# The problem
Return each line of the data below that contains the string "blue", copied unchanged.

##### Information provided

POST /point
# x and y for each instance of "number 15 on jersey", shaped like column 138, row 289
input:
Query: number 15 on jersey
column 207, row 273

##########
##### Information provided

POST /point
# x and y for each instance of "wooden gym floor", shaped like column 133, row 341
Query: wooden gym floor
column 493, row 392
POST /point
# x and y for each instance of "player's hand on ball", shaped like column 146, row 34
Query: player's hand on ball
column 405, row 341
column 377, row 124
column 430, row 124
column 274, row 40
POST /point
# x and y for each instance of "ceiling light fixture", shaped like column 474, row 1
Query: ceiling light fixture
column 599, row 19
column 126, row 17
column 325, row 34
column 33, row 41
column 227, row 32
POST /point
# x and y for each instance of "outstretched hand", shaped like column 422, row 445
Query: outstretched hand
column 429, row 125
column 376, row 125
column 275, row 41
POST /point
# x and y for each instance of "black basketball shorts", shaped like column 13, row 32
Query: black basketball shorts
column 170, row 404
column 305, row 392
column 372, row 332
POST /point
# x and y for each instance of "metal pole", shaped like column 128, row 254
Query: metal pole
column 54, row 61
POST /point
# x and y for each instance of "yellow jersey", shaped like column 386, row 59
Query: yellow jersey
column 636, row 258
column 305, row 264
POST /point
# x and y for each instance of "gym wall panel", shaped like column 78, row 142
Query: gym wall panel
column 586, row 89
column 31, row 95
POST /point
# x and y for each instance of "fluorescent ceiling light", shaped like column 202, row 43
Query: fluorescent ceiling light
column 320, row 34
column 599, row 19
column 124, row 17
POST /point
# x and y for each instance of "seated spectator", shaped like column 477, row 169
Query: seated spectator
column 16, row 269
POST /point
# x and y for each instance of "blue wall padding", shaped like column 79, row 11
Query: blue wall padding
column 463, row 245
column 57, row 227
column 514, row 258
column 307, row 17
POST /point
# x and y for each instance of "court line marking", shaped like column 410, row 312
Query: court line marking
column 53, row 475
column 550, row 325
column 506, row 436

##########

# Complete answer
# x and y for each instance of "blue wall padding", shaped like column 79, row 11
Query: blue wall padding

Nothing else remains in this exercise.